** Opening Material for the task block **
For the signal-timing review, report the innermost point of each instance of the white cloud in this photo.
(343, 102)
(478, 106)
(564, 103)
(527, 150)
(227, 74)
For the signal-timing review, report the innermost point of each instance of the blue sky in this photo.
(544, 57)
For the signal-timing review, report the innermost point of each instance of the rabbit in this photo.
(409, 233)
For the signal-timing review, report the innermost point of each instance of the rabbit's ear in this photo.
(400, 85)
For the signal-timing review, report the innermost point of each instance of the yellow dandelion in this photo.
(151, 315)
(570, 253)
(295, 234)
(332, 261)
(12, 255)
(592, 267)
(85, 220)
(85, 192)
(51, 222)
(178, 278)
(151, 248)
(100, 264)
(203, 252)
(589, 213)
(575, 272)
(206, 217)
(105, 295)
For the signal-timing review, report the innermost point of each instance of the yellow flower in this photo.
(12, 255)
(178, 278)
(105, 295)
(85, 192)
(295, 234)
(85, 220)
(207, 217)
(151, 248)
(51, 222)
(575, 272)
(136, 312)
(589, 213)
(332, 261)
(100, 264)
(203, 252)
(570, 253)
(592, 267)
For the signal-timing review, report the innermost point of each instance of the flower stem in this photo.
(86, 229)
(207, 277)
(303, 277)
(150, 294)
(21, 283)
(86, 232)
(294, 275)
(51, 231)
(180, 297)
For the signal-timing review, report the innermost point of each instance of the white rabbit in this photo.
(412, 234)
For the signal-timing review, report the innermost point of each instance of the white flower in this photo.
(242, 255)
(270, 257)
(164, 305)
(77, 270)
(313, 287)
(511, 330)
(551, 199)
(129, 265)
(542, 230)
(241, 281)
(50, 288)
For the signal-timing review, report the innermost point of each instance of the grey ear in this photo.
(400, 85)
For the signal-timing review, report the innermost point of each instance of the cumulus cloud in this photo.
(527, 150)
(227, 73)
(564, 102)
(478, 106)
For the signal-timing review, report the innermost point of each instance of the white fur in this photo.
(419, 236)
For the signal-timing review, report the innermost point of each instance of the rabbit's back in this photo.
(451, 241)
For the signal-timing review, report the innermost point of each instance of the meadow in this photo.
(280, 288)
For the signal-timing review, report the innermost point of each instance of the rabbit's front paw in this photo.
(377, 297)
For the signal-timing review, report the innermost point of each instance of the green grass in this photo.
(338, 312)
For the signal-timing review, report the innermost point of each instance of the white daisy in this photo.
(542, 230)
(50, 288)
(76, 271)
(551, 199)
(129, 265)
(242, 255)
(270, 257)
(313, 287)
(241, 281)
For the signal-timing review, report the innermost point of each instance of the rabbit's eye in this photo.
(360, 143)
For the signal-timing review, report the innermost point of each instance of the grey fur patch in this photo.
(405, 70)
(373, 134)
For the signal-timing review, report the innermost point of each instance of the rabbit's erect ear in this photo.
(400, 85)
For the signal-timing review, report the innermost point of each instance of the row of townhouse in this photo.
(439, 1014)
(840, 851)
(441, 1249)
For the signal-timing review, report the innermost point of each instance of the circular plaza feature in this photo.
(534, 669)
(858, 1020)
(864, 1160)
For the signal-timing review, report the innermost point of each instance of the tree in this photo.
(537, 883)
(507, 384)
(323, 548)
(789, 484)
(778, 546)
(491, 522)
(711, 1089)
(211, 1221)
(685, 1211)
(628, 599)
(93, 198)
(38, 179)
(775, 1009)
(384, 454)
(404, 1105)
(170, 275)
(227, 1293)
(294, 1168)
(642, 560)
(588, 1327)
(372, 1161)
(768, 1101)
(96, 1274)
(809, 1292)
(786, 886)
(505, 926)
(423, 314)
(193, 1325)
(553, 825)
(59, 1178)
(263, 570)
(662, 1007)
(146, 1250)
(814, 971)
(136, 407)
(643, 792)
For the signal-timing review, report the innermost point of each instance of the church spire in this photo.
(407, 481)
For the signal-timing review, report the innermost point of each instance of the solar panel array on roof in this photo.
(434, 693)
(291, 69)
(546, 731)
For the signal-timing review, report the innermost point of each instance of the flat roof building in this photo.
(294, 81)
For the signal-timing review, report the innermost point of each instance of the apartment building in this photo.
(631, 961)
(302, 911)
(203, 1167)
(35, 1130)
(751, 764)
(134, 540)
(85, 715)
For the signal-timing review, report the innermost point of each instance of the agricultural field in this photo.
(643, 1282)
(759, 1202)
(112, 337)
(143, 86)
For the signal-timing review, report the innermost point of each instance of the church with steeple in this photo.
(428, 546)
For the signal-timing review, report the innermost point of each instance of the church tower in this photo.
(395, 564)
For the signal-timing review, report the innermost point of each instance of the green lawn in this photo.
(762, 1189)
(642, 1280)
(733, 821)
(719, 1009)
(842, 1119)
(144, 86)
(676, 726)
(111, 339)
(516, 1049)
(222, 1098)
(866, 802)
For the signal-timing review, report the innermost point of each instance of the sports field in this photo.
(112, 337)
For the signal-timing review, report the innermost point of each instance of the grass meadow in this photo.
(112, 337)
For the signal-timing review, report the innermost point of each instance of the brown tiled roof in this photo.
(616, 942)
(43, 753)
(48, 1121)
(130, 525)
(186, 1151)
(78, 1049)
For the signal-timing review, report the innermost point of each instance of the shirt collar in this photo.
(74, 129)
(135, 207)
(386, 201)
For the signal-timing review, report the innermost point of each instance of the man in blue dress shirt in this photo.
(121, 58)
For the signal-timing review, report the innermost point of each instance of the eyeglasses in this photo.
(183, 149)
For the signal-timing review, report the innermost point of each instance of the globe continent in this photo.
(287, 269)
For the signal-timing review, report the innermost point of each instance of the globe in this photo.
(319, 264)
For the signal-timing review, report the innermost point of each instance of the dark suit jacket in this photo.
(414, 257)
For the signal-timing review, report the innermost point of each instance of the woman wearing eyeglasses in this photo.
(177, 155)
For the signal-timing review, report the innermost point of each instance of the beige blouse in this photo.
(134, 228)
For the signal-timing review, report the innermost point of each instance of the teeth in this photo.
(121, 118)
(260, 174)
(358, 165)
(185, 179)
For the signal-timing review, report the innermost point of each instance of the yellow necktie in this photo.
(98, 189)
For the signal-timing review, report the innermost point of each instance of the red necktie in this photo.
** Closing Material for the task block **
> [Task statement]:
Every record, restated word for word, should make up your reply.

> [Task solution]:
For the signal-timing review, report the innermost point of each instance of the white cloud in this photo.
(343, 102)
(478, 106)
(564, 103)
(527, 150)
(227, 74)
For the signal-timing review, report the innermost point of each instance of the blue sky in this photo.
(544, 57)
For the signal-timing review, report the innermost point of each instance of the rabbit in this photo.
(409, 233)
For the signal-timing review, report the innermost point of each instance of the rabbit's ear in this photo.
(400, 85)
For the signal-timing review, report the innermost point of each instance of the yellow dandelion in this photo.
(151, 315)
(570, 253)
(295, 234)
(332, 261)
(12, 255)
(592, 267)
(85, 220)
(85, 192)
(51, 222)
(178, 278)
(151, 248)
(100, 264)
(203, 252)
(589, 213)
(575, 272)
(206, 217)
(105, 295)
For the signal-timing review, report the innermost point of each instance of the yellow flower in this photo.
(12, 255)
(178, 278)
(105, 295)
(85, 192)
(295, 234)
(85, 220)
(207, 217)
(151, 248)
(51, 222)
(575, 272)
(136, 312)
(589, 213)
(332, 261)
(100, 264)
(203, 252)
(570, 253)
(592, 267)
For the signal-timing review, report the innermost point of each instance of the flower stem in this photo.
(86, 229)
(207, 277)
(303, 277)
(150, 294)
(21, 283)
(86, 232)
(294, 275)
(51, 231)
(180, 297)
For the signal-timing review, report the innermost point of each instance of the white rabbit in this photo.
(412, 234)
For the signal-timing review, report the innermost point of each instance of the white flower in this photo.
(242, 255)
(270, 257)
(164, 305)
(77, 270)
(313, 287)
(511, 330)
(551, 199)
(129, 265)
(542, 230)
(241, 281)
(50, 288)
For the signal-timing review, report the innermost point of each instance of the grey ear in this photo.
(400, 85)
For the signal-timing review, report the innermost point of each instance of the cumulus cloud in this photo.
(527, 150)
(227, 73)
(564, 102)
(478, 106)
For the signal-timing review, report the innermost point of each instance of the white fur in this photo.
(419, 236)
For the signal-timing review, report the innermost point of each instance of the rabbit's back in this photo.
(451, 241)
For the signal-timing review, report the innermost point of each instance of the meadow in this photo.
(280, 288)
For the signal-timing review, report the innermost point of each instance of the rabbit's front paw in this photo.
(377, 297)
For the signal-timing review, report the innermost point of each instance of the green grass in this photo.
(338, 312)
For the signal-timing review, report the innermost point of each instance of the white daisy in this photo.
(542, 230)
(50, 288)
(76, 271)
(551, 199)
(129, 265)
(242, 255)
(270, 257)
(313, 287)
(241, 281)
For the signal-timing review, report the innermost point of each instance of the rabbit's eye in this photo.
(360, 143)
For the signal-timing review, report the innermost point of each instance of the grey fur patch in this photo.
(405, 70)
(373, 134)
For the signal-timing review, report the innermost point of each instance of the rabbit's erect ear in this photo.
(400, 85)
For the signal-timing review, report the innermost point of each instance of the row of townhouse in this photo.
(439, 1014)
(840, 851)
(441, 1249)
For the signal-timing review, report the innermost point of each instance of the circular plaza feature in this photo.
(534, 669)
(858, 1020)
(864, 1160)
For the signal-timing review, report the innermost point of each instance of the tree in this photo.
(537, 883)
(507, 384)
(323, 548)
(789, 484)
(778, 546)
(491, 522)
(711, 1089)
(211, 1221)
(685, 1211)
(628, 599)
(93, 198)
(38, 179)
(775, 1009)
(384, 454)
(404, 1105)
(170, 275)
(227, 1293)
(294, 1168)
(642, 560)
(588, 1327)
(372, 1161)
(768, 1101)
(96, 1274)
(809, 1292)
(786, 886)
(505, 926)
(423, 314)
(193, 1325)
(553, 825)
(59, 1178)
(263, 570)
(662, 1007)
(146, 1250)
(814, 971)
(136, 407)
(643, 792)
For the signal-timing review, report the innermost point of each instance of the church spire in this photo.
(407, 481)
For the signal-timing review, report the innermost point of each instance of the solar panel array on roof in this photo.
(434, 693)
(291, 69)
(546, 731)
For the signal-timing review, report the innermost point of each instance of the flat roof building in this photo.
(294, 81)
For the signal-timing review, report the innermost point of each instance of the apartment building in this photo.
(631, 961)
(302, 911)
(203, 1167)
(35, 1130)
(751, 764)
(134, 540)
(85, 715)
For the signal-timing review, report the innermost point of each instance of the agricultural field in this photo.
(643, 1282)
(759, 1202)
(112, 337)
(143, 86)
For the signal-timing review, report the innermost point of each instance of the church with steeple in this photo.
(428, 546)
For the signal-timing review, report the innermost point of each instance of the church tower in this photo.
(395, 564)
For the signal-timing review, report the innermost point of each instance of the green lawn in this photo.
(762, 1189)
(642, 1280)
(733, 821)
(719, 1009)
(842, 1119)
(144, 86)
(676, 726)
(111, 339)
(516, 1049)
(222, 1098)
(866, 802)
For the signal-timing review, report the innermost point of each instance of the sports field in this photo.
(112, 337)
For the signal-timing review, report the innermost point of each instance of the grass meadow in this photo.
(112, 337)
For the signal-timing review, report the innermost point of each instance of the brown tiled roof in this photo.
(616, 942)
(43, 753)
(48, 1121)
(130, 525)
(186, 1151)
(78, 1049)
For the signal-timing review, report the innermost point of each instance of the shirt collar in this photo.
(74, 129)
(135, 207)
(386, 201)
For the signal-timing review, report the innermost point of each instance of the man in blue dress shirt in this photo.
(121, 58)
For the signal-timing review, report the innermost point of each instance of the eyeglasses in this photo.
(183, 149)
For the signal-timing review, report the innermost point of each instance of the globe continent in this photo.
(287, 269)
For the signal-timing review, report the innermost point of each instance of the globe in this photo.
(319, 264)
For the signal-timing review, report the innermost point of each instance of the dark suit jacket in this photo.
(414, 257)
For the signal-timing review, report the innermost point of each instance of the woman wearing eyeglasses in this photo.
(177, 155)
For the signal-timing review, report the innermost point of each instance of the beige blouse in this photo.
(134, 228)
For the signal-timing review, report the innermost point of each instance of the teeth in this photo.
(121, 118)
(260, 174)
(358, 165)
(185, 179)
For the signal-timing review, report the innermost point of each instance of the yellow necktie in this photo.
(98, 189)
For the signal-timing review, report the innermost point of each instance of the red necktie in this photo.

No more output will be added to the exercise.